Drop every image, then reproduce the data exactly as given.
[Data — start]
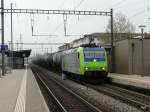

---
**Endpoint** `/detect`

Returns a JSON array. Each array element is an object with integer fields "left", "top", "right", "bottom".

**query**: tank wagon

[{"left": 33, "top": 47, "right": 108, "bottom": 80}]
[Data — finish]
Exercise response >>
---
**Endpoint** `/detect`

Returns a JSON array. Each array element is an object with integer fields "left", "top", "right", "bottom".

**query**: tank wagon

[{"left": 33, "top": 47, "right": 108, "bottom": 80}]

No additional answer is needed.